ABOUT THIS EXERCISE
An exact copy of all entries is the expected answer.
+ + + + + + +
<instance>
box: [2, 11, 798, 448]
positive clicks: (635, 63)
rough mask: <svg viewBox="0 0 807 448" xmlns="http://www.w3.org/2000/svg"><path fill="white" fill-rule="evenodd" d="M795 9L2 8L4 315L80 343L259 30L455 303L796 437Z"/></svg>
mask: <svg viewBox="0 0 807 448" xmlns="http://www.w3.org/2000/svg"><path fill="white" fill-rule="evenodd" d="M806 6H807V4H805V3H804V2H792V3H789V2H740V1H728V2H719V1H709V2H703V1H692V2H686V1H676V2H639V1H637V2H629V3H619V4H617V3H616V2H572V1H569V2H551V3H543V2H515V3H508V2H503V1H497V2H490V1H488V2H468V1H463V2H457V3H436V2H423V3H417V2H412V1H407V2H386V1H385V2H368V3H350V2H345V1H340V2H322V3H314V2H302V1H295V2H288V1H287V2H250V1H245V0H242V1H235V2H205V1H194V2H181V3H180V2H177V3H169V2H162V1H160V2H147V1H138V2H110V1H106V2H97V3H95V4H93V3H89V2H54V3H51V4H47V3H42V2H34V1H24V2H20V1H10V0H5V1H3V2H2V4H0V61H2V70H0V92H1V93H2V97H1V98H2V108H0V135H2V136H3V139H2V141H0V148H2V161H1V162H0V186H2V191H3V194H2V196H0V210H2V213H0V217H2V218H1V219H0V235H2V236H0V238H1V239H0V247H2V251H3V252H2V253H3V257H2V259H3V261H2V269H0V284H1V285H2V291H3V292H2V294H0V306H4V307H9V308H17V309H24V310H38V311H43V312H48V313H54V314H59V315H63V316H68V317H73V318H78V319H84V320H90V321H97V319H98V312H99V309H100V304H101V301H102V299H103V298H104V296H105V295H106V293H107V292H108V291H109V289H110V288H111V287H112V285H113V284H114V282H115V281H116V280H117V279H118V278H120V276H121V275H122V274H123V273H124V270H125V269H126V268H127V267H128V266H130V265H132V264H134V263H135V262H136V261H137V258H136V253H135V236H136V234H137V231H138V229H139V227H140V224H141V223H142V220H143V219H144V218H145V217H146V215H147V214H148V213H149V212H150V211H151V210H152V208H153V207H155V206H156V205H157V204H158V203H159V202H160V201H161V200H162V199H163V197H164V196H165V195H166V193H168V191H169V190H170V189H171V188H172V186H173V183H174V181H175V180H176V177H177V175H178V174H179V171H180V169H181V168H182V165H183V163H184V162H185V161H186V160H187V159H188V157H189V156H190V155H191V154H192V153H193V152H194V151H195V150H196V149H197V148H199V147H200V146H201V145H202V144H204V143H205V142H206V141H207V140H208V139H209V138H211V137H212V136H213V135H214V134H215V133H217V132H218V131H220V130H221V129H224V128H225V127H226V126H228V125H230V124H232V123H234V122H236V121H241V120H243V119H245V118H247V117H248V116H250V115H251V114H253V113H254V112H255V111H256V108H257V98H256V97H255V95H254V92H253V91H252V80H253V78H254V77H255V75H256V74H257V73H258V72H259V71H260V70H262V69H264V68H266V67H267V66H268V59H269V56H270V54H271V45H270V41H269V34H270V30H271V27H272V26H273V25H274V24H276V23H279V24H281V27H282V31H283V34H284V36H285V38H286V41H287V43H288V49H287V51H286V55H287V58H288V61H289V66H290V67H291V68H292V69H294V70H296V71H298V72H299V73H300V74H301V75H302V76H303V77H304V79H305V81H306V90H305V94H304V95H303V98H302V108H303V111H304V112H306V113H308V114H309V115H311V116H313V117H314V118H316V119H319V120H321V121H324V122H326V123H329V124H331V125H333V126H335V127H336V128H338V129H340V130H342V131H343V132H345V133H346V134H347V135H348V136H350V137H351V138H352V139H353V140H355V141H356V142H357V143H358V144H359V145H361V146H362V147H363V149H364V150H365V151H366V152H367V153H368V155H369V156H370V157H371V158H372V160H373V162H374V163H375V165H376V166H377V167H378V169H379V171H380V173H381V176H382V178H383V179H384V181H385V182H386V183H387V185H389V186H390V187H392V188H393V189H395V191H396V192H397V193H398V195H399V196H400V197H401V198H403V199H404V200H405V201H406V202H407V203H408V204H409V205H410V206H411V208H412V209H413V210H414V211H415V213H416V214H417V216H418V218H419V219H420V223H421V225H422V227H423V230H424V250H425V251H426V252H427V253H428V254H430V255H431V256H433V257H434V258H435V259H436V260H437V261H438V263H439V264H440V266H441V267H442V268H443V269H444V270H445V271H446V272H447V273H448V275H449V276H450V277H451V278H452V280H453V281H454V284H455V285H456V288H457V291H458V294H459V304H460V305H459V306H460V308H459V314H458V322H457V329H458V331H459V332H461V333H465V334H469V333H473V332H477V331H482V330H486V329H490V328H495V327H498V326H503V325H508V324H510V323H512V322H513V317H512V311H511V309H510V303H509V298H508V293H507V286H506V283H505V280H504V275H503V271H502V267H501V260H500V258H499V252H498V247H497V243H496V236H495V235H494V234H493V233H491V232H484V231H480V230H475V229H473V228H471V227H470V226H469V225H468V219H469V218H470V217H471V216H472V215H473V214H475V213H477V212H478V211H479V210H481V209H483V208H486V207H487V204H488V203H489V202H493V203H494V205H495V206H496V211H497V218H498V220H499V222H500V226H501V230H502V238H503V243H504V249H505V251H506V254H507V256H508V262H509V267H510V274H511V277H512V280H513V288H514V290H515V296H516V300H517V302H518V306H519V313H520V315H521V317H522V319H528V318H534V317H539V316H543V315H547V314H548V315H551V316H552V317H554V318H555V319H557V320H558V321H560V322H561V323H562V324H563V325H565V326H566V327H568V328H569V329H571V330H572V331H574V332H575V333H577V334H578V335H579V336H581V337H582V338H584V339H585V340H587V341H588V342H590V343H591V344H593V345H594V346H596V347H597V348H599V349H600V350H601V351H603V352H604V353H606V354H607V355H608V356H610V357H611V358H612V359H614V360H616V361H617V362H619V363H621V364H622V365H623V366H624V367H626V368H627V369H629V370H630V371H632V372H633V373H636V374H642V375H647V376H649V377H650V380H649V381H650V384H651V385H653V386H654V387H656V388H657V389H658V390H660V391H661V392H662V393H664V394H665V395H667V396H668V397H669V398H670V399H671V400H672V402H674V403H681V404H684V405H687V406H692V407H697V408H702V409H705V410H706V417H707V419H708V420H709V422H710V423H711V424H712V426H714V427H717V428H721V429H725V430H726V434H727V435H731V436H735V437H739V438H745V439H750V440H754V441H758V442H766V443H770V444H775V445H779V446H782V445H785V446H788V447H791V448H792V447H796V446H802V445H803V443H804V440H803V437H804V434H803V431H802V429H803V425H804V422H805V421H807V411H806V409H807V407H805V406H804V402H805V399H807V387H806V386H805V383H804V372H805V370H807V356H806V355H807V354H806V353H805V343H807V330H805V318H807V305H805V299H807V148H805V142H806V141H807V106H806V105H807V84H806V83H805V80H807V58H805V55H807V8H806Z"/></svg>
+ + + + + + +
YOUR SOLUTION
<instance>
box: [2, 11, 798, 448]
positive clicks: (635, 63)
rough mask: <svg viewBox="0 0 807 448" xmlns="http://www.w3.org/2000/svg"><path fill="white" fill-rule="evenodd" d="M795 9L2 8L4 315L80 343L259 30L455 303L796 437Z"/></svg>
mask: <svg viewBox="0 0 807 448" xmlns="http://www.w3.org/2000/svg"><path fill="white" fill-rule="evenodd" d="M806 6H807V4H805V3H804V2H792V3H789V2H740V1H728V2H719V1H709V2H703V1H692V2H686V1H676V2H639V1H637V2H629V3H619V4H617V3H616V2H572V1H569V2H551V3H543V2H515V3H508V2H503V1H497V2H490V1H488V2H468V1H463V2H457V3H436V2H423V3H417V2H412V1H407V2H386V1H385V2H368V3H350V2H345V1H340V2H322V3H314V2H302V1H295V2H288V1H287V2H250V1H245V0H242V1H235V2H205V1H194V2H181V3H180V2H177V3H169V2H162V1H160V2H147V1H138V2H110V1H106V2H97V3H95V4H93V3H89V2H54V3H51V4H47V3H42V2H34V1H24V2H20V1H10V0H5V1H3V2H2V4H0V61H2V70H0V92H1V93H2V97H1V98H2V108H0V135H2V136H3V139H2V141H0V148H2V161H1V162H0V186H2V191H3V194H2V196H0V210H2V213H0V217H2V218H1V219H0V235H2V236H0V238H1V239H0V247H2V251H3V252H2V253H3V257H2V259H3V261H2V269H0V284H1V285H2V291H3V292H2V294H0V306H4V307H9V308H17V309H24V310H38V311H43V312H48V313H54V314H59V315H63V316H68V317H73V318H78V319H84V320H90V321H97V319H98V312H99V309H100V304H101V301H102V299H103V298H104V296H105V295H106V293H107V292H108V291H109V289H110V288H111V287H112V285H113V284H114V282H115V281H116V280H117V279H118V278H120V276H121V275H122V274H123V273H124V270H125V269H126V268H127V267H128V266H130V265H132V264H134V263H135V262H136V261H137V258H136V253H135V236H136V234H137V231H138V229H139V227H140V224H141V223H142V220H143V219H144V218H145V217H146V215H147V214H148V213H149V212H150V211H151V210H152V208H153V207H155V206H156V205H157V204H158V203H159V202H160V201H161V200H162V199H163V197H164V196H165V195H166V193H168V191H169V190H170V189H171V188H172V186H173V183H174V181H175V180H176V177H177V175H178V174H179V171H180V169H181V168H182V165H183V163H184V162H185V161H186V160H187V159H188V157H189V156H190V155H191V154H192V153H193V152H194V151H195V150H196V149H197V148H199V147H200V146H201V145H202V144H204V143H205V142H206V141H207V140H208V139H209V138H211V137H212V136H213V135H214V134H215V133H217V132H218V131H220V130H221V129H224V128H225V127H226V126H228V125H230V124H232V123H234V122H236V121H241V120H243V119H245V118H247V117H248V116H250V115H251V114H253V113H254V112H255V111H256V108H257V98H256V97H255V95H254V92H253V91H252V80H253V78H254V77H255V75H256V74H257V73H258V72H259V71H260V70H262V69H264V68H266V67H267V66H268V59H269V56H270V54H271V45H270V41H269V34H270V30H271V27H272V26H273V25H274V24H276V23H279V24H281V27H282V31H283V34H284V36H285V38H286V41H287V43H288V49H287V51H286V55H287V58H288V61H289V66H290V67H291V68H292V69H294V70H296V71H298V72H299V73H300V74H301V75H302V76H303V77H304V79H305V81H306V90H305V94H304V95H303V98H302V108H303V111H304V112H306V113H308V114H309V115H311V116H313V117H314V118H316V119H319V120H321V121H324V122H326V123H329V124H331V125H333V126H335V127H336V128H338V129H340V130H342V131H343V132H345V133H346V134H347V135H348V136H350V137H351V138H352V139H353V140H355V141H356V142H357V143H358V144H359V145H361V146H362V147H363V149H364V150H365V151H366V152H367V153H368V155H369V156H370V157H371V158H372V160H373V162H374V163H375V165H376V166H377V167H378V169H379V171H380V173H381V176H382V178H383V179H384V181H385V182H386V183H387V185H389V186H390V187H392V188H393V189H395V191H396V192H397V193H398V195H399V196H400V197H401V198H403V199H404V200H405V201H406V202H407V203H408V204H409V205H410V206H411V208H412V209H413V210H414V211H415V213H416V214H417V216H418V218H419V219H420V223H421V225H422V227H423V230H424V250H425V251H426V252H427V253H428V254H430V255H431V256H433V257H434V258H435V259H436V260H437V261H438V263H439V264H440V266H441V267H442V268H443V269H444V270H445V271H446V272H447V273H448V275H449V276H450V277H451V278H452V280H453V281H454V284H455V285H456V288H457V291H458V294H459V304H460V305H459V306H460V308H459V314H458V322H457V329H458V331H459V332H461V333H465V334H469V333H473V332H477V331H482V330H486V329H490V328H495V327H498V326H503V325H508V324H510V323H512V322H513V317H512V311H511V309H510V303H509V298H508V293H507V286H506V283H505V280H504V275H503V271H502V267H501V260H500V258H499V252H498V247H497V243H496V236H495V235H494V234H493V233H491V232H484V231H480V230H475V229H473V228H471V227H470V226H469V225H468V219H469V218H470V217H471V216H472V215H473V214H475V213H477V212H478V211H479V210H481V209H483V208H486V207H487V204H488V203H489V202H493V203H494V205H495V206H496V211H497V218H498V220H499V222H500V226H501V230H502V238H503V243H504V249H505V251H506V254H507V256H508V262H509V267H510V274H511V277H512V280H513V288H514V290H515V296H516V300H517V302H518V306H519V313H520V315H521V317H522V319H528V318H534V317H539V316H543V315H547V314H548V315H551V316H552V317H554V318H555V319H557V320H558V321H560V322H561V323H562V324H563V325H565V326H566V327H568V328H569V329H571V330H572V331H574V332H575V333H577V334H578V335H579V336H581V337H582V338H584V339H585V340H587V341H588V342H590V343H591V344H593V345H594V346H596V347H597V348H599V349H600V350H601V351H603V352H604V353H606V354H607V355H608V356H610V357H611V358H612V359H614V360H616V361H617V362H619V363H621V364H622V365H623V366H624V367H626V368H627V369H629V370H630V371H632V372H633V373H636V374H642V375H647V376H649V377H650V380H649V381H650V384H651V385H653V386H654V387H656V388H657V389H658V390H660V391H661V392H662V393H664V394H665V395H667V396H668V397H669V398H670V399H671V400H672V402H674V403H681V404H684V405H687V406H692V407H697V408H702V409H705V410H706V417H707V419H708V420H709V422H710V423H711V424H712V426H714V427H717V428H721V429H725V430H726V434H727V435H731V436H735V437H739V438H745V439H750V440H754V441H758V442H766V443H770V444H775V445H779V446H782V445H785V446H788V447H791V448H792V447H796V446H802V445H803V443H804V440H803V437H804V434H803V431H802V429H803V425H804V422H805V421H807V411H806V409H807V407H805V406H804V402H805V399H807V387H806V386H805V383H804V372H805V370H807V356H806V355H807V354H806V353H805V343H807V330H805V318H807V305H805V299H807V148H805V142H806V141H807V106H806V105H807V84H806V83H805V80H807V58H805V55H807V8H806Z"/></svg>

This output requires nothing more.